— Begin Input rows —

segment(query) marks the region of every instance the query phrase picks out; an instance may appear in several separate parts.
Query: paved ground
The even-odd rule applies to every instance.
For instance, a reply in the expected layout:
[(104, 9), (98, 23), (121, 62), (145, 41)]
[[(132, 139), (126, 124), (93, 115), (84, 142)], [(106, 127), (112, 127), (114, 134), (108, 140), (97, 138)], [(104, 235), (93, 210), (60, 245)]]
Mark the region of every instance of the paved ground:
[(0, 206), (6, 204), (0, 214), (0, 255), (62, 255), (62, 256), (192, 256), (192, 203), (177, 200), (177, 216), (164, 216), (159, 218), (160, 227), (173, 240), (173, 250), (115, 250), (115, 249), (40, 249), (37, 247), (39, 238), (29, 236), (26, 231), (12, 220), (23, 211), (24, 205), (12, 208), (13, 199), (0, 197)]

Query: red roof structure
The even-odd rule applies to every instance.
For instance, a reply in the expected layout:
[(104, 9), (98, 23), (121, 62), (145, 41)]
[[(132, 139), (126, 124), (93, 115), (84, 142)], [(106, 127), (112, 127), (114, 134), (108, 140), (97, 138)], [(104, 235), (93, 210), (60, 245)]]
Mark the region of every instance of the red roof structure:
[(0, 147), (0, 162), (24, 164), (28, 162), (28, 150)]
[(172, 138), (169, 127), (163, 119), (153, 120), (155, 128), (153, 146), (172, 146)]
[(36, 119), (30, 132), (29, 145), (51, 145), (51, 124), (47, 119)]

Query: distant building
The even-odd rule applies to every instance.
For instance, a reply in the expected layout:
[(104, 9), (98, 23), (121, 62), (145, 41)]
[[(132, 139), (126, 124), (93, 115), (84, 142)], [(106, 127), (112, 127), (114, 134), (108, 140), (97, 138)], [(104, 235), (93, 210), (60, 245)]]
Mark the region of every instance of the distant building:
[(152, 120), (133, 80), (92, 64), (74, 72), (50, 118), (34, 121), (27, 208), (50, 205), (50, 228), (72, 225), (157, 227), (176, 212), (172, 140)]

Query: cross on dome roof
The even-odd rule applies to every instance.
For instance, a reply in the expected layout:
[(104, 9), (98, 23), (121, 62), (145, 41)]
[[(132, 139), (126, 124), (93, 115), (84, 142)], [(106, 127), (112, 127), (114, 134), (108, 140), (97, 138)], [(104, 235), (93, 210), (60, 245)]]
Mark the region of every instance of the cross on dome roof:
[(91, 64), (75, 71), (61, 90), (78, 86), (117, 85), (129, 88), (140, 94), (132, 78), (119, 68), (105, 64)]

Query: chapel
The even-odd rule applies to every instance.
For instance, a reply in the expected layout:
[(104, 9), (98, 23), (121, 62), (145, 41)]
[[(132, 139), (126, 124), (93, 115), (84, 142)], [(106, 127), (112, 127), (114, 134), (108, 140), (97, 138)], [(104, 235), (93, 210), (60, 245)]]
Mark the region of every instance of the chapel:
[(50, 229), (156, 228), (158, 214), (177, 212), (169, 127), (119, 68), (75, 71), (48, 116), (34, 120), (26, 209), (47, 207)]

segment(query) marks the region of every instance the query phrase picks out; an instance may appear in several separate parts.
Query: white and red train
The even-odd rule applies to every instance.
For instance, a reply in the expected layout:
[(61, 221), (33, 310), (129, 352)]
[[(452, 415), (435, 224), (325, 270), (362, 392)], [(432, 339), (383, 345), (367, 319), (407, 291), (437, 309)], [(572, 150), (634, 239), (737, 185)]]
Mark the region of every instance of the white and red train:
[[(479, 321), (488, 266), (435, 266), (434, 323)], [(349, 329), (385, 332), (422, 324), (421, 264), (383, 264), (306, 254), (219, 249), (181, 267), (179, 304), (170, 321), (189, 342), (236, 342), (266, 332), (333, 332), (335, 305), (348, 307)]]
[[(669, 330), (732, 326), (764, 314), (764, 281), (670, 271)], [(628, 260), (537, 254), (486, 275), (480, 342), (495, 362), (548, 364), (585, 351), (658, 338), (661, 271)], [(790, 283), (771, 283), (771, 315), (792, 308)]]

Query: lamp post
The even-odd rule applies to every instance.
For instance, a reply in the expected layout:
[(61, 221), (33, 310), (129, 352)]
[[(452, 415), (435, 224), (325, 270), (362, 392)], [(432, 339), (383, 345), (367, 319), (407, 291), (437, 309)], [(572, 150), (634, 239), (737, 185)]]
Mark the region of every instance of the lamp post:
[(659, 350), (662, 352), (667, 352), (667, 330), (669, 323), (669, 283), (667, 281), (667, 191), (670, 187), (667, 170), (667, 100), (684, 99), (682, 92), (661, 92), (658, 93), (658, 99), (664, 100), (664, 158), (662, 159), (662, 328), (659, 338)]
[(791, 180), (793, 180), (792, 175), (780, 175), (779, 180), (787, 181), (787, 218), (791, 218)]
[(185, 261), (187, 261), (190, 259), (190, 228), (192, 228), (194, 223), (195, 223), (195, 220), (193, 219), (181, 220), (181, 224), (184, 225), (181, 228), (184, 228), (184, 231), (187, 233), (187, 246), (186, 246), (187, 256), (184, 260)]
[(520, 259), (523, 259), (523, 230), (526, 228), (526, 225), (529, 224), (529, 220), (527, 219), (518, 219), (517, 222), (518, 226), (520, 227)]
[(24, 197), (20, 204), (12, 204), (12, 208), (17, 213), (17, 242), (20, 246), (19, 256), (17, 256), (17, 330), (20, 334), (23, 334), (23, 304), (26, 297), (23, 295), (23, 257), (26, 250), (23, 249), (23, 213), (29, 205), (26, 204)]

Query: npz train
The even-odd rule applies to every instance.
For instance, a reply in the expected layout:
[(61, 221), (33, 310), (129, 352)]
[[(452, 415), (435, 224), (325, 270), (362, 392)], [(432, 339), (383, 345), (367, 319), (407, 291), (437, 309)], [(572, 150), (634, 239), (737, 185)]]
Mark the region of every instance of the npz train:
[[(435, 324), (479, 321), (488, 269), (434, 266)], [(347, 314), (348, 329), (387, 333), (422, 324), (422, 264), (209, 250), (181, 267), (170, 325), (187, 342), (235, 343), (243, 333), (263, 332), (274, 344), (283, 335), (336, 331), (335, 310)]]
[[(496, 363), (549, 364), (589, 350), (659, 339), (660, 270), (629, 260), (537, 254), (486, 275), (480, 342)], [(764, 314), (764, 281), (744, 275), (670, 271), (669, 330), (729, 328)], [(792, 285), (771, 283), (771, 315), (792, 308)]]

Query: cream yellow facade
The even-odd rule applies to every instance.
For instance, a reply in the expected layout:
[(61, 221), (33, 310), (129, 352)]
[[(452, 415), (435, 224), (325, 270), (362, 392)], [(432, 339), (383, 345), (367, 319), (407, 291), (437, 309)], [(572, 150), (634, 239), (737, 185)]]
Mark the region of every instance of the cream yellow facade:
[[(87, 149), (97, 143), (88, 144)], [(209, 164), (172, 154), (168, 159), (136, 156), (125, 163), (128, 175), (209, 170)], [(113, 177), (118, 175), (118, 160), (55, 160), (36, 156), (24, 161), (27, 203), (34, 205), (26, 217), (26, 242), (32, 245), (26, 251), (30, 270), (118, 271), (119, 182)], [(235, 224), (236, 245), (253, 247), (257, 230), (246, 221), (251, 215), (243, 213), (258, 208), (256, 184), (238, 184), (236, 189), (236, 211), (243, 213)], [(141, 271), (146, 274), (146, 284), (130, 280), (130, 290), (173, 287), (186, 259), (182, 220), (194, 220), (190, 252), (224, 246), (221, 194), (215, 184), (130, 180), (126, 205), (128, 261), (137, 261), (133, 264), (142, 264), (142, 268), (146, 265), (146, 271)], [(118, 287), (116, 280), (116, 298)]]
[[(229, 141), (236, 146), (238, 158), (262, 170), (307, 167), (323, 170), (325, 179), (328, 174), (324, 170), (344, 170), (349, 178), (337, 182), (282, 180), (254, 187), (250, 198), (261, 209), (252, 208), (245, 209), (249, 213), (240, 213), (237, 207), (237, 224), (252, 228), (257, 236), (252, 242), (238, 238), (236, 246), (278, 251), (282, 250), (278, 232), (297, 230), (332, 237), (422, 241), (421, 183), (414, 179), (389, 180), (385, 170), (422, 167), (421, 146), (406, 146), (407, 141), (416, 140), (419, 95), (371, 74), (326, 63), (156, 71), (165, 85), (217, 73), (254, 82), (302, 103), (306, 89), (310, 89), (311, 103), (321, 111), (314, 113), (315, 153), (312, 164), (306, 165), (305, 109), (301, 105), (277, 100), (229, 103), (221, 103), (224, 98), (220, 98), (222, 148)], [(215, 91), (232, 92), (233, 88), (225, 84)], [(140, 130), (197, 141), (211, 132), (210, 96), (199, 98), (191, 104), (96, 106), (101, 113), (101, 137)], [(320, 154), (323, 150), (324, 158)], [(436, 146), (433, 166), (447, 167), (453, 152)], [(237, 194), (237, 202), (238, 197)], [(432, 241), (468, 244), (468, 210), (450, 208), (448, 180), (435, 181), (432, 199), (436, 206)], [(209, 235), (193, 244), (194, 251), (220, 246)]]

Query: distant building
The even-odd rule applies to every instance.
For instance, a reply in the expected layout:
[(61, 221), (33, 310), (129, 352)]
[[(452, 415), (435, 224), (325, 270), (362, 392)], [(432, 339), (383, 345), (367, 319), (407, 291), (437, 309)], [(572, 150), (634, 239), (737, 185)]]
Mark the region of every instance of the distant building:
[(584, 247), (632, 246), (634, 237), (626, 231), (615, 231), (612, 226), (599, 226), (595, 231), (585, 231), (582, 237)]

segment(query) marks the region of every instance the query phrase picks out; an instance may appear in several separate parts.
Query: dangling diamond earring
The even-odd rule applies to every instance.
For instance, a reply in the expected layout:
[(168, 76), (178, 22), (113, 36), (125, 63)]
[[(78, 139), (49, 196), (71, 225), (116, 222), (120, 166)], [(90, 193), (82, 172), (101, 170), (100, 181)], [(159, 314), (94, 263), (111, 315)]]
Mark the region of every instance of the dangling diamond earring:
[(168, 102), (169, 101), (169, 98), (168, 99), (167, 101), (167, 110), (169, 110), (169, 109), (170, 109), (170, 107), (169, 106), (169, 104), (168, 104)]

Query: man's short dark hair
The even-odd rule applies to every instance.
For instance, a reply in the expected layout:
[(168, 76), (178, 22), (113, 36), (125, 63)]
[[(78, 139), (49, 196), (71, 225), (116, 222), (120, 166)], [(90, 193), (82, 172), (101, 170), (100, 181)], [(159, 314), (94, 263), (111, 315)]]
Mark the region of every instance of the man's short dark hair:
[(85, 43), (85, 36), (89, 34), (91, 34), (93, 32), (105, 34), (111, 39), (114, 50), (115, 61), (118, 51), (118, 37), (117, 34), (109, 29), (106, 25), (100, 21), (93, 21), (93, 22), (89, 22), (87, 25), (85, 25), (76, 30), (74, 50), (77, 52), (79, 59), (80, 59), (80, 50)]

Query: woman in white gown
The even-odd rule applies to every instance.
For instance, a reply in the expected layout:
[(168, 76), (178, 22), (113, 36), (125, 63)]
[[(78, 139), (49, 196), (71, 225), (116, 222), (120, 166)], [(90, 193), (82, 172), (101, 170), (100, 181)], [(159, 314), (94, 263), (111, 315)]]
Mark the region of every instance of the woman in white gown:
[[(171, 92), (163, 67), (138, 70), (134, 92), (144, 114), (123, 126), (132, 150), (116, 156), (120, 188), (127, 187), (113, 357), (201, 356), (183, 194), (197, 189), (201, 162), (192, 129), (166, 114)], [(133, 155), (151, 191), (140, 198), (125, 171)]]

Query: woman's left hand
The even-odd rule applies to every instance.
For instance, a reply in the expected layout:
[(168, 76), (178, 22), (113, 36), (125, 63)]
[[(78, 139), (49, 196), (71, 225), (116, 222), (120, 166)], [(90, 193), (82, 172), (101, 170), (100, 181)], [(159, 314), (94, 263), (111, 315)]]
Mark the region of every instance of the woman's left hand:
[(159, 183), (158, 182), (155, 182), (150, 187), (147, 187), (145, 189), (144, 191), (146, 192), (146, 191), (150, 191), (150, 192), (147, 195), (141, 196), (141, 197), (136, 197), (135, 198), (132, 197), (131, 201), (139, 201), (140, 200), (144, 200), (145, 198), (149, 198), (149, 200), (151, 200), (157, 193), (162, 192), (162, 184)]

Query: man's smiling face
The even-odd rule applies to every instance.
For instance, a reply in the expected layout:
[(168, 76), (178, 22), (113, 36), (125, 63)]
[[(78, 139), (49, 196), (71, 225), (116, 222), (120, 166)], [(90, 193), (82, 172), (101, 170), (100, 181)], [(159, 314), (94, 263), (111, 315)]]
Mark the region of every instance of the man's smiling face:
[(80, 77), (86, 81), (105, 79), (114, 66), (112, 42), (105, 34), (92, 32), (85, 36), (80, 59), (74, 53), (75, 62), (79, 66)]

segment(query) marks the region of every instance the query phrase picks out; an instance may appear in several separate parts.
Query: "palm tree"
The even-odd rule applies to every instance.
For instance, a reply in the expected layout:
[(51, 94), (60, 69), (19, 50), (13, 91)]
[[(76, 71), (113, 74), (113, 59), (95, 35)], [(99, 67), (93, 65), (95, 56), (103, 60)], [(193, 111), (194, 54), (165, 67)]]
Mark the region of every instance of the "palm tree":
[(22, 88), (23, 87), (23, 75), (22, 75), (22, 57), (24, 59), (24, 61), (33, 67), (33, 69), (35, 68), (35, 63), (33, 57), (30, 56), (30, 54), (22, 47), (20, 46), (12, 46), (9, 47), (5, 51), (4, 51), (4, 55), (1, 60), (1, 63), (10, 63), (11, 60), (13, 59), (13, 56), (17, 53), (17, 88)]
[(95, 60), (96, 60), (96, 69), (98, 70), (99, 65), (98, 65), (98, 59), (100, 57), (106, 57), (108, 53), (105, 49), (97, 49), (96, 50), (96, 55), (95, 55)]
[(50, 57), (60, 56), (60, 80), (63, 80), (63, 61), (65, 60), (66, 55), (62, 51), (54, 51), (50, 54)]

— End Input rows —

**Requirements:**
Render the records between the lines holding "Query: cross on dome roof" and "Mark the region of every instance of the cross", inclusive, as a Markdown table with a Row column numbering each line and a Line column holding its text. Omit blank lines.

**Problem solution:**
| Row | Line |
|---|---|
| 1 | Query: cross on dome roof |
| 2 | The even-odd rule applies to every instance. |
| 3 | For instance, a reply in the expected layout: |
| 4 | [(104, 9), (98, 23), (121, 62), (145, 41)] |
| 5 | [[(132, 139), (126, 124), (93, 115), (84, 142)], [(106, 127), (112, 127), (114, 134), (108, 140), (97, 138)], [(104, 235), (93, 210), (60, 245)]] |
| 6 | Mark the region of every instance of the cross on dome roof: |